■ Requirement ■
Write out all of the data below line for line, changing nothing.

■ Point annotation records ■
-- Begin --

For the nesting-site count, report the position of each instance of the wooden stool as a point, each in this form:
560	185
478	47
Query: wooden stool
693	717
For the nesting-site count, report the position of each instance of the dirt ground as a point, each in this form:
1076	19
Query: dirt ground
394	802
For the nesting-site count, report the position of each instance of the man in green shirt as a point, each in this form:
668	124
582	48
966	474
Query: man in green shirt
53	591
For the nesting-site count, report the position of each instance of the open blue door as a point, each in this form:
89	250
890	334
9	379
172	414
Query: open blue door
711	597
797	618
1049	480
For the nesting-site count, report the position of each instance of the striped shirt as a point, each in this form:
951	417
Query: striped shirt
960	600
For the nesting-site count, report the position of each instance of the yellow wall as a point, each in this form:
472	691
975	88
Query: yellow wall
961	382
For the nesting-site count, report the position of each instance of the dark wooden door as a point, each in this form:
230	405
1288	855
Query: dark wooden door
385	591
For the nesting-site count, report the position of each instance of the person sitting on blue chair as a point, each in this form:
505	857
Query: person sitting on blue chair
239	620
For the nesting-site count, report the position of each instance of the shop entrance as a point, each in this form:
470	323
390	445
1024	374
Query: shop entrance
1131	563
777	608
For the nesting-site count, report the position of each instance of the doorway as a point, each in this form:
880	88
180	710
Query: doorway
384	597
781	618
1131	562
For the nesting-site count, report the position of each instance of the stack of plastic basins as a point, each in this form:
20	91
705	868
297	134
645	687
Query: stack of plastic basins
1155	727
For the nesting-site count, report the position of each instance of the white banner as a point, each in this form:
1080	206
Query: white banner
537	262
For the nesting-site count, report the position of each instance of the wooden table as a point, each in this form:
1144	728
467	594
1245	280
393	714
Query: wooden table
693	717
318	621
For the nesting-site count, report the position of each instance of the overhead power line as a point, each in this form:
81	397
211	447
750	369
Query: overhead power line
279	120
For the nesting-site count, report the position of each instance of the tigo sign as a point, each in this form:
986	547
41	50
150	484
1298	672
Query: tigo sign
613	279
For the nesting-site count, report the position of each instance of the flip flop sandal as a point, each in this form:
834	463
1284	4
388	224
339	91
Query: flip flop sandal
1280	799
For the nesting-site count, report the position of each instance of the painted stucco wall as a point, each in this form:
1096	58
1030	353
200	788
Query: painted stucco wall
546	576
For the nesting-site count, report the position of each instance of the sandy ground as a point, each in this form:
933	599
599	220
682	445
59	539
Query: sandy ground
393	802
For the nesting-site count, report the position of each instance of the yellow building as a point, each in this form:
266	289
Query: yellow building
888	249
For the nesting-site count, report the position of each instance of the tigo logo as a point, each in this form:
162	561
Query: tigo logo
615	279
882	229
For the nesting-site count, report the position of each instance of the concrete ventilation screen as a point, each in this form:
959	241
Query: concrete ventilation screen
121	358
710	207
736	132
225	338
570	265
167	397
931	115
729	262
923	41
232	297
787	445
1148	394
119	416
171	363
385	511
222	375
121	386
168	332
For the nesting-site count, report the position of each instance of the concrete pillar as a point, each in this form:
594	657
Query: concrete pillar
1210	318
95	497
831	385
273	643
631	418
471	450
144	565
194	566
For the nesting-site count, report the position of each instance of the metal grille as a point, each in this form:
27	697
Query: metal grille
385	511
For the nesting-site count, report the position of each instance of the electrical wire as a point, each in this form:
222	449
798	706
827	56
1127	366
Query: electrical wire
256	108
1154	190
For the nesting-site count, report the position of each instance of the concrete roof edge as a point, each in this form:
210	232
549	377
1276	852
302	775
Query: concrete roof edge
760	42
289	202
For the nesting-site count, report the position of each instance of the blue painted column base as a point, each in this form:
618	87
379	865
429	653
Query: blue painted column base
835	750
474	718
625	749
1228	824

-- End --

■ Reply to the task ■
For the nesting-site count, report the position of each instance of the wooden stool as a point, each in this form:
560	185
478	47
Query: wooden stool
693	717
For the nesting-site count, report the position of each instance of the dirt ground as a point, each in this form:
1076	19
Query: dirt ground
394	802
For the nesting-site count, report the position of each instance of the man in green shirt as a point, each in this form:
668	124
582	48
966	474
Query: man in green shirt
53	591
For the nesting-site count, report the position of each instance of the open blue door as a point, each in this form:
89	250
890	334
9	379
172	414
Query: open blue door
711	597
797	618
1049	480
For the nesting-site count, report the position of each instance of the striped shirt as a point, each in this form:
951	417
Query: striped shirt
960	600
For the nesting-site count, report the position of each instance of the yellow wall as a point, each in this form:
472	691
975	88
Query: yellow wall
961	382
For the nesting-site count, report the position of each instance of the dark wooden door as a point, each in this form:
230	405
1288	855
Query: dark wooden door
385	591
For the nesting-site count, report the position of each instance of the person sitting on blue chair as a point, each in this form:
505	857
Query: person sitting on blue chair
239	620
For the nesting-site count, report the position of each instance of the shop entrance as a point, each in this form:
470	323
390	445
1024	374
Query: shop entrance
1131	563
777	608
For the nesting-site count, report the position of each instance of the doorway as a point, each in this form:
880	88
180	710
Query: doorway
384	597
781	618
1131	562
For the nesting-site count, report the position of each instance of the stack of plastic basins as a point, each in this form:
20	91
705	868
297	134
645	687
Query: stack of plastic basins
1155	727
For the nesting-site count, report the position of each instance of the white banner as a point, each in this form:
1080	206
Query: white banner
537	262
For the nesting-site count, report the position of each instance of the wooden table as a point, each in this form:
1144	728
467	594
1245	280
393	714
Query: wooden table
693	717
318	621
For the nesting-site count, report the position of each instance of the overhead power line as a point, each in this form:
81	397
211	447
750	369
Query: overhead power line
279	120
For the nesting-site count, report the position of each instance of the tigo sign as a point, each in this form:
986	547
41	50
150	484
1298	672
Query: tigo sign
613	279
For the nesting-site count, report the position of each instance of the flip flop sandal as a point, each in this form:
834	463
1284	4
388	224
339	91
Query: flip flop sandal
1280	799
For the nesting-site count, report the position of each instance of the painted stucco wall as a point, each in this form:
1096	58
1030	353
200	788
Query: painted stucco wall
546	576
For the nesting-site count, report the position of each instance of the sandy ground as a point, each in this form:
933	599
599	220
682	445
59	539
Query: sandy ground
393	802
For the nesting-site count, report the position of each instance of the yellow building as a point, each in this form:
266	289
Query: yellow building
888	249
For the nesting-site count, report the position of each instance of the tigo logo as a point, each in this form:
162	561
Query: tigo logo
615	279
882	229
For the nesting-site count, report the position of each instance of the concrete ventilation screen as a point, each in this form:
959	241
Query: concrete ventilation screen
121	358
710	207
736	132
225	338
570	265
167	397
931	115
729	262
923	41
232	297
787	445
1148	394
119	416
171	363
385	511
222	375
121	386
168	332
For the nesting-site count, report the position of each instance of the concrete pillar as a point, each in this form:
594	657
Query: concrete pillar
1210	318
95	497
831	385
273	643
631	418
471	450
144	565
194	566
For the nesting-site count, report the position of each instance of the metal grille as a point, each in this form:
27	697
Query: metal grille
385	511
For the nesting-site count, report the position of each instance of the electrical wire as a point, each in this form:
222	449
798	706
827	56
1127	366
Query: electrical wire
256	108
1154	190
For the nesting-site count, report the position of each instance of the concrete roof edge as a point, each in this form:
210	232
549	377
1276	852
302	775
Query: concrete roof edge
760	42
289	202
For the nesting-site count, report the position of each instance of the blue painted column base as a point, each in this form:
618	87
379	865
429	653
Query: blue painted column base
835	750
474	718
625	749
1228	824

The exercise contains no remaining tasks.